Exercise requirements:
Reproduce the saved entries below word for word, character for character.

--- BEGIN Input records ---

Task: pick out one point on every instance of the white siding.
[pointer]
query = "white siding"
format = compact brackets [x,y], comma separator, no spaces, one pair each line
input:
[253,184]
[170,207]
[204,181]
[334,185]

--- END Input records ---

Response:
Task: pick out one point on every instance of the white siding.
[pointer]
query = "white siding"
format = compact brackets [x,y], comma separator, no spaces, one pair each line
input:
[253,184]
[170,207]
[204,181]
[334,185]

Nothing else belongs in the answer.